Chauvin trial footnotes (6)

I have posted five previous editions of footnotes to our coverage of the trial of Derek Chauvin for the death of George Floyd. This edition bears on the pending case against Chauvin’s three former colleagues as well. My purpose here is to provide background on the legal issues for those who seek to understand them. Readers who think they know all they need to know about these cases are invited to pass them by.

I post these footnotes in the form of bullet points and differentiate facts and law from (my) opinion. I posted my fifth set (June 3). The fourth set (May 9) appended previous editions (May 5, May 2 and April 25). Today I want to add another 16 footnotes in the same form:

• All four officers have been charged with third-degree murder. Chauvin was convicted of the charge as a lesser included offense. He will be sentenced on the second-degree murder conviction. Before trial Judge Cahill dismissed the third-degree murder charge as inapplicable. He reinstated the charge on the order of the Minnesota Court of Appeals based on its decision in the Noor case. The same issue is raised by the charges against the three other officers.

• The legal sufficiency of the third-degree murder charge in the Noor case is before the Minnesota Supreme Court. Yesterday morning the court heard oral argument in Noor’s appeal. The court has posted video of the oral argument here.

══════════════════════════════

Problems to work on:
1: From the Chauvin trial footnotes, return everything from "Chauvin trial footnotes" down to "pass them by.".
2: List every date the Chauvin trial footnotes give for an earlier set of footnotes.

══════════════════════════════

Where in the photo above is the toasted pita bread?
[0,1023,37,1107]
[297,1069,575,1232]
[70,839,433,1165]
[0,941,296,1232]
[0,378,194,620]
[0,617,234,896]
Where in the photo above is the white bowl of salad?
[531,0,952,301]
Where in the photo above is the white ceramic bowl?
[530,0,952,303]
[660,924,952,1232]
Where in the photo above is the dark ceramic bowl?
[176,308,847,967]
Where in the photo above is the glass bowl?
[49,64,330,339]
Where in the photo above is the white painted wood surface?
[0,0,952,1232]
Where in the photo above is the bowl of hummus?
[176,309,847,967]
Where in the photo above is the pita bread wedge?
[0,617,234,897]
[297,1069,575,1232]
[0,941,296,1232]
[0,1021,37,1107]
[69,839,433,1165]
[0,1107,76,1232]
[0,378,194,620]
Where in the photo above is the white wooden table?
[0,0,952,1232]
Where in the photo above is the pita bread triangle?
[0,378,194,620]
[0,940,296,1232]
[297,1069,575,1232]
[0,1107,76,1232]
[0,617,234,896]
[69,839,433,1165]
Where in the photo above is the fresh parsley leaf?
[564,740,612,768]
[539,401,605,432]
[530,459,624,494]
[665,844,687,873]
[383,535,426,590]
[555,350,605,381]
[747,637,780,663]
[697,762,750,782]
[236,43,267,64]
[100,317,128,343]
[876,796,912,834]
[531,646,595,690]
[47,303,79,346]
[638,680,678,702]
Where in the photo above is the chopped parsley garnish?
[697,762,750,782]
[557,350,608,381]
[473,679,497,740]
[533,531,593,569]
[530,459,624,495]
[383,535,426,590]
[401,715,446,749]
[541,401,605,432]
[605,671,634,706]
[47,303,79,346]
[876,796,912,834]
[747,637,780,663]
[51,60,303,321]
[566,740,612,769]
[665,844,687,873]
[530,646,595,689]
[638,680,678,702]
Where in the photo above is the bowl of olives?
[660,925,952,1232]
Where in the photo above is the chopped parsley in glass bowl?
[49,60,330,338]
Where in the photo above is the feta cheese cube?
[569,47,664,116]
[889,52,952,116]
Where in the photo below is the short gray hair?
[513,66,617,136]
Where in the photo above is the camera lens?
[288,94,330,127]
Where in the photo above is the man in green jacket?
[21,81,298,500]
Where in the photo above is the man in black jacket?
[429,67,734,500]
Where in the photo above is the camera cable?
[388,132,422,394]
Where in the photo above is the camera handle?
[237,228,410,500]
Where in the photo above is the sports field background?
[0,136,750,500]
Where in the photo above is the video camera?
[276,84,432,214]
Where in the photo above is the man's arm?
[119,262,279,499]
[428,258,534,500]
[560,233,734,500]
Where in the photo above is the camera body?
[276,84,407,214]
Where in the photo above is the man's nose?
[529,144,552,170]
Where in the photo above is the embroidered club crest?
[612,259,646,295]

══════════════════════════════

Answers by task:
1:
Chauvin trial footnotes (6)

I have posted five previous editions of footnotes to our coverage of the trial of Derek Chauvin for the death of George Floyd. This edition bears on the pending case against Chauvin’s three former colleagues as well. My purpose here is to provide background on the legal issues for those who seek to understand them. Readers who think they know all they need to know about these cases are invited to pass them by.

2:
June 3
May 9
May 5
May 2
April 25